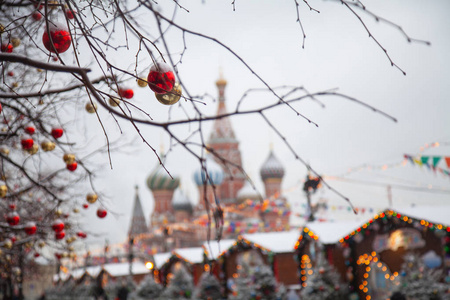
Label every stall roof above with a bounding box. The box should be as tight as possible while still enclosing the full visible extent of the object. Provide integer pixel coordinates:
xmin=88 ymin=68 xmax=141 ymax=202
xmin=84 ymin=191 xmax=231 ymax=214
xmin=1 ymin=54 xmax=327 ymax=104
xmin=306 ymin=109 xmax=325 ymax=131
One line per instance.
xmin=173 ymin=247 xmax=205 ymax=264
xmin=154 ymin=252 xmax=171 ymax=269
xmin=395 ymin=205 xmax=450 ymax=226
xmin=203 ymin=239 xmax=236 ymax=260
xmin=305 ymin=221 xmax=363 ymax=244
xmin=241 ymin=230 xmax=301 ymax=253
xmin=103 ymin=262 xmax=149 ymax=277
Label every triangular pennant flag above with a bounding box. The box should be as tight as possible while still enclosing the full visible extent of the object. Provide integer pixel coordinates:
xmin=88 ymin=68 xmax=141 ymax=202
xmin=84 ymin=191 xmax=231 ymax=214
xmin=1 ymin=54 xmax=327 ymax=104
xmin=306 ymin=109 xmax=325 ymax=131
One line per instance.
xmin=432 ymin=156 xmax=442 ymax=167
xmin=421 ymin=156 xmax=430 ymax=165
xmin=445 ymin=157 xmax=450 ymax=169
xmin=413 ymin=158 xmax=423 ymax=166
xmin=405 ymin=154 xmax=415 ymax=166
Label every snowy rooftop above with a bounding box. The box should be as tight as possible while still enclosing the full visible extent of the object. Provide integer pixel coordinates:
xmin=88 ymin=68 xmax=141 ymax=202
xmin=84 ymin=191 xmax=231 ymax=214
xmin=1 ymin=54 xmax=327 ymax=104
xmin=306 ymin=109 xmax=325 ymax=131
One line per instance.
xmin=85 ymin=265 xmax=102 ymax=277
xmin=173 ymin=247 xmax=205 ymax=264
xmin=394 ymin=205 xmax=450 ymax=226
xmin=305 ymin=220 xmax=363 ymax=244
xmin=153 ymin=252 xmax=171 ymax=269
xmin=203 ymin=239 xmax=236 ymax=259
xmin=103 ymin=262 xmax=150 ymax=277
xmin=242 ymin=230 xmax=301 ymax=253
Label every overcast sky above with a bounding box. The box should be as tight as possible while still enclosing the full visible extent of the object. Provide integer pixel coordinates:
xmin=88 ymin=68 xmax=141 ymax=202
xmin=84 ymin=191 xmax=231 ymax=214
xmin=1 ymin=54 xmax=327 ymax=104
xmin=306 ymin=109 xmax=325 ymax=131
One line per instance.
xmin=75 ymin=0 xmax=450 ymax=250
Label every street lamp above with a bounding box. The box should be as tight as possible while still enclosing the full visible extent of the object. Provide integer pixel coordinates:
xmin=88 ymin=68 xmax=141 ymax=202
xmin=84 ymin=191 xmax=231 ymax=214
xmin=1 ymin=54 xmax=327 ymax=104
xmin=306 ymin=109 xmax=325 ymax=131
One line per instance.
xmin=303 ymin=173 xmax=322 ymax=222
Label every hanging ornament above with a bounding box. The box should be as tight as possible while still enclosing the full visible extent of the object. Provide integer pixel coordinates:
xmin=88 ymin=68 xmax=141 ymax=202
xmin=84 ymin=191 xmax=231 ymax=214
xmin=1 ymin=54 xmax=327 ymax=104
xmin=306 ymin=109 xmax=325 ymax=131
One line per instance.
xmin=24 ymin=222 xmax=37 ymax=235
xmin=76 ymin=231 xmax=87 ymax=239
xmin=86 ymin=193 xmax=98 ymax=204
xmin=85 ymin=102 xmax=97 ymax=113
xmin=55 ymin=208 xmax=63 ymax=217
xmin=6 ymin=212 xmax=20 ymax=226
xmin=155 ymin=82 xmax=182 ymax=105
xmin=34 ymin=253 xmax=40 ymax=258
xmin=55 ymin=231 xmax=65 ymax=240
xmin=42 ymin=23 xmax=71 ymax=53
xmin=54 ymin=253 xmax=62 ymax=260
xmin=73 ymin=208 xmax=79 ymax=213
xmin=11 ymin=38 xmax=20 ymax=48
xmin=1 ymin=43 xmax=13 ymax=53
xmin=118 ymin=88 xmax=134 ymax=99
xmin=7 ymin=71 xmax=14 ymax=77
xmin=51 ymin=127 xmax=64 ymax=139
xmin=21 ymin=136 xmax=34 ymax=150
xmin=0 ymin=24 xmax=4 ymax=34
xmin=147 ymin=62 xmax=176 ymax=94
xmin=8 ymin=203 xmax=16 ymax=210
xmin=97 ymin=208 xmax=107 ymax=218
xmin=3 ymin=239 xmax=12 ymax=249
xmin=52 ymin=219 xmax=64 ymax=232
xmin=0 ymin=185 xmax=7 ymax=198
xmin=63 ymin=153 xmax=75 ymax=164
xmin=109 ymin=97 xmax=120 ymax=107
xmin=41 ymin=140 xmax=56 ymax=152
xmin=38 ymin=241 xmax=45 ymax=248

Instructions for the task :: Restate the records above exactly, less any pictures.

Exercise output ::
Label every stall roof above with a bounding box. The box should be as tight as possible while still enclosing the full visible extent of the object. Provide integer pixel coordinates:
xmin=88 ymin=68 xmax=141 ymax=202
xmin=84 ymin=191 xmax=231 ymax=214
xmin=1 ymin=54 xmax=327 ymax=104
xmin=306 ymin=109 xmax=325 ymax=131
One line per instance.
xmin=173 ymin=247 xmax=205 ymax=264
xmin=154 ymin=252 xmax=171 ymax=269
xmin=395 ymin=205 xmax=450 ymax=226
xmin=203 ymin=239 xmax=236 ymax=260
xmin=305 ymin=221 xmax=363 ymax=244
xmin=241 ymin=230 xmax=301 ymax=253
xmin=103 ymin=262 xmax=149 ymax=277
Label every triangular pennant flag above with a bounding box. The box should be as tight as possible while still enclosing the full visible extent of the object. Provide integer pixel coordinates:
xmin=88 ymin=68 xmax=141 ymax=202
xmin=84 ymin=191 xmax=231 ymax=214
xmin=1 ymin=54 xmax=327 ymax=104
xmin=306 ymin=109 xmax=325 ymax=131
One line per instance.
xmin=432 ymin=156 xmax=442 ymax=167
xmin=421 ymin=156 xmax=430 ymax=165
xmin=445 ymin=157 xmax=450 ymax=169
xmin=413 ymin=158 xmax=423 ymax=166
xmin=405 ymin=154 xmax=415 ymax=166
Label every snowy rooftop above with a bounding box. The box should be as tight as possible while still enclosing the full visible extent of the object. Provide integer pixel coordinates:
xmin=88 ymin=68 xmax=141 ymax=202
xmin=84 ymin=191 xmax=231 ymax=214
xmin=1 ymin=54 xmax=327 ymax=104
xmin=306 ymin=109 xmax=325 ymax=131
One line per instance.
xmin=85 ymin=265 xmax=102 ymax=277
xmin=173 ymin=247 xmax=205 ymax=264
xmin=394 ymin=205 xmax=450 ymax=226
xmin=305 ymin=220 xmax=363 ymax=244
xmin=153 ymin=252 xmax=171 ymax=269
xmin=203 ymin=239 xmax=236 ymax=259
xmin=103 ymin=262 xmax=150 ymax=277
xmin=242 ymin=230 xmax=301 ymax=253
Label every overcast sky above with a bounding box. The box should be as tight as possible while still enclosing the full visible extent of the object. Provide integer pixel coordinates:
xmin=88 ymin=68 xmax=141 ymax=202
xmin=84 ymin=191 xmax=231 ymax=214
xmin=1 ymin=54 xmax=327 ymax=104
xmin=306 ymin=109 xmax=325 ymax=131
One line per instance.
xmin=75 ymin=0 xmax=450 ymax=250
Label every street lamp above with a bounding box. The box should be as tight as possible while still enclosing the full visible extent of the object. Provide integer pixel coordinates:
xmin=88 ymin=68 xmax=141 ymax=202
xmin=84 ymin=191 xmax=231 ymax=214
xmin=1 ymin=54 xmax=327 ymax=104
xmin=306 ymin=109 xmax=325 ymax=131
One line per instance.
xmin=303 ymin=173 xmax=322 ymax=222
Label every hanging ornament above with a bounding box. The box should be as tight as possible while still enclosing the full visible extent of the object. Provide integer pixel coordinates:
xmin=88 ymin=68 xmax=141 ymax=202
xmin=84 ymin=191 xmax=231 ymax=214
xmin=1 ymin=54 xmax=327 ymax=104
xmin=306 ymin=109 xmax=325 ymax=131
One line per instance.
xmin=24 ymin=222 xmax=37 ymax=235
xmin=76 ymin=231 xmax=87 ymax=239
xmin=86 ymin=193 xmax=98 ymax=204
xmin=85 ymin=102 xmax=97 ymax=113
xmin=55 ymin=208 xmax=63 ymax=217
xmin=6 ymin=212 xmax=20 ymax=226
xmin=155 ymin=82 xmax=182 ymax=105
xmin=34 ymin=253 xmax=40 ymax=258
xmin=55 ymin=231 xmax=65 ymax=240
xmin=42 ymin=23 xmax=71 ymax=53
xmin=54 ymin=253 xmax=62 ymax=260
xmin=73 ymin=208 xmax=79 ymax=213
xmin=11 ymin=38 xmax=20 ymax=48
xmin=1 ymin=43 xmax=13 ymax=53
xmin=118 ymin=88 xmax=134 ymax=99
xmin=7 ymin=71 xmax=14 ymax=77
xmin=51 ymin=127 xmax=64 ymax=139
xmin=21 ymin=136 xmax=34 ymax=150
xmin=0 ymin=24 xmax=4 ymax=34
xmin=147 ymin=62 xmax=176 ymax=94
xmin=8 ymin=203 xmax=16 ymax=210
xmin=97 ymin=208 xmax=107 ymax=218
xmin=3 ymin=239 xmax=12 ymax=249
xmin=52 ymin=219 xmax=64 ymax=232
xmin=0 ymin=185 xmax=7 ymax=198
xmin=63 ymin=153 xmax=75 ymax=164
xmin=109 ymin=97 xmax=120 ymax=107
xmin=41 ymin=140 xmax=56 ymax=152
xmin=38 ymin=241 xmax=45 ymax=248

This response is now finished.